§ Tugas yang Dikerjakan
1. Jawablah pertanyaan berikut berdasarkan teks kenangan masa kecil:
(a) Kapan rasa penyesalan baru dirasakan?
(b) Seperti apa bangku-bangku di bangunan yang dikenang itu?
(c) Siapa yang menjadi guru Sekolah Dasar dalam ingatan pencerita?
2. Rangkumlah teks kenangan masa kecil dalam dua kalimat.
3. Lanjutkan kembali teks kenangan masa kecil mulai dari kalimat terakhirnya.

Kamis, 30 April 2009

NALURI MELARIKAN DIRI DEMI KEBERUNTUNGAN



NALURI MELARIKAN DIRI DEMI KEBERUNTUNGAN

Samar-samar terbayang olehku pada massa kecil yang kerap kali tidak mengikuti perintah orang tua. Rasa penyeselan baru dirasakan di saat kita merasa jauh dari kedua orang tua. Bajawa tampak dalam kenanganku, sebuah bangunan kumuh. Barangkali lantainya tanah dengan bangku-bangkunya tanpa sandaran. Aku masih ingat pada sosok seorang anak muda yang menjadi guru Sekolah dasar. Rasanya di sekolah itulah terjadi pertemuan antara ide tentang kemasyarakatan politik social dan budaya yang ingin ditanamkan oleh guru dalam jiwa seorang anak kecil sepertiku dan informasi yang diperoleh dari guru itu tentang betapa susahnya manusia bila tidakj bisa mengatur dirinya sendiri.

§ Informasi yang Diberikan
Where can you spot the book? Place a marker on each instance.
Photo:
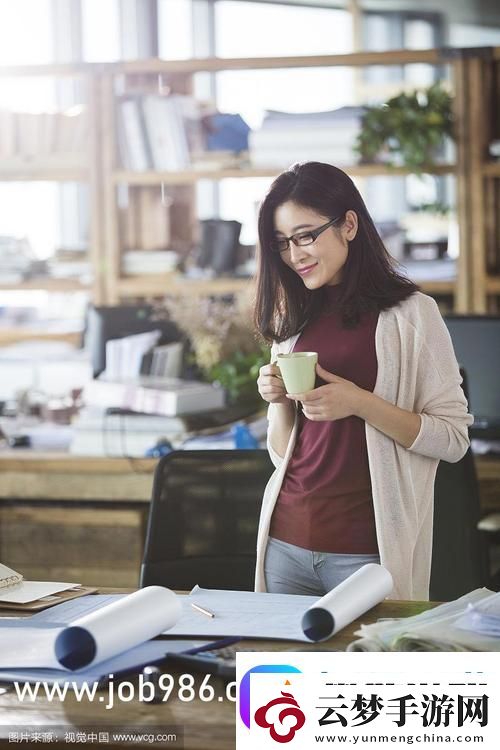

§ Hasil per Tugas
1.
(a) Di saat kita merasa jauh dari kedua orang tua.
(b) Bangku-bangkunya tanpa sandaran.
(c) Seorang anak muda.

2. Pencerita mengenang masa kecil yang kerap tidak mengikuti perintah orang tua, penyesalan yang baru terasa ketika jauh dari mereka, serta sebuah bangunan kumuh di Bajawa dengan bangku-bangku tanpa sandaran. Pencerita juga teringat pada seorang guru Sekolah Dasar yang masih muda, yang ingin menanamkan gagasan tentang kemasyarakatan, politik, sosial, dan budaya serta memberi tahu betapa susahnya manusia bila tidak bisa mengatur dirinya sendiri.

3.
Kota Bajawa di masa kecilku terdiri dari sebuah tangsi polisi, sebuah rumahsakit, sebuah Sekolah Rakyat, sebuah Gereja Katolik yang indah dan besar sekaligus rumah-rumah untuk pastor dan suster dan beberapa rumah pembesar pemerintah serta beberapa toko milik orang Tionghoa dan sebuah pasar terbuka (lapangan). Lapangan rumputnya hijau subur terpotong rapi, mungkin oleh orang-orang strapan (narapidana).
Orang selalu memanggil aku no. Ini adalah nama panggilan kesayangan bagi orang bajawa. Setiap anak yang sangat disayangi dipanggil no untuk lelaki weta untuk perempuan.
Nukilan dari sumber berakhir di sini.